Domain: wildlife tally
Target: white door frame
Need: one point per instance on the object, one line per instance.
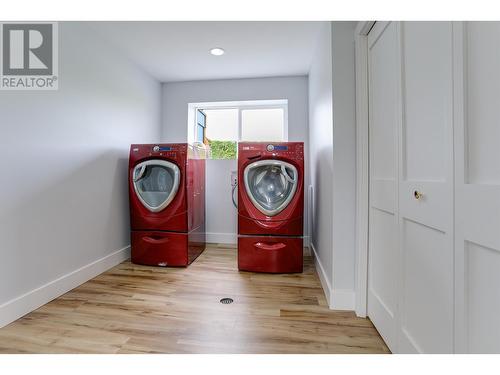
(362, 164)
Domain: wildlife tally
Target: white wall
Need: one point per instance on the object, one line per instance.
(333, 160)
(221, 215)
(321, 157)
(64, 203)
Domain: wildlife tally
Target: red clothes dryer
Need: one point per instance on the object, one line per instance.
(167, 203)
(270, 206)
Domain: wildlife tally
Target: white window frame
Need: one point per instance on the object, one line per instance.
(240, 106)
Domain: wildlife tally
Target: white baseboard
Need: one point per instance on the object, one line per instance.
(32, 300)
(307, 241)
(225, 238)
(337, 299)
(343, 300)
(325, 283)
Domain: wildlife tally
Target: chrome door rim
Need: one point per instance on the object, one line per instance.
(175, 186)
(266, 162)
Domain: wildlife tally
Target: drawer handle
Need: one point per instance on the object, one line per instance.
(417, 194)
(156, 240)
(266, 246)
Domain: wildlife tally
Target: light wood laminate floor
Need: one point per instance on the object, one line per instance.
(139, 309)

++++++++++

» **Exercise directions**
Set the listing above down again exactly, leaving pictures out.

» **The completed task**
Domain: wildlife tally
Target: white door frame
Need: one point per instance on the object, one line per instance.
(362, 164)
Domain: wildlife tally
Target: white wall
Need: one point per instance on the object, one line per instance.
(333, 160)
(221, 215)
(321, 157)
(64, 203)
Domain: wildlife tally
Target: red clothes dryer
Need: one point per instance on the object, one line per instance.
(167, 203)
(270, 206)
Domain: wildlife tally
Target: white window frame
Need: one point per instance on the object, one line per instance.
(240, 106)
Domain: wildlife tally
Target: white baseboard
Need: one point per instance on the object, one line per instance.
(32, 300)
(307, 241)
(225, 238)
(337, 299)
(343, 300)
(325, 283)
Domain: wildlife tally
Target: chrome door rim
Need: one point per instance on the object, one line per instance.
(175, 186)
(266, 162)
Domain: wildlife tally
Target: drawer handle
Need: one point per instance on the object, one line per instance.
(417, 194)
(156, 240)
(266, 246)
Domain: wildlife tally
Target: light wood laminate floor
Need: one point per instance on the object, one line per instance.
(139, 309)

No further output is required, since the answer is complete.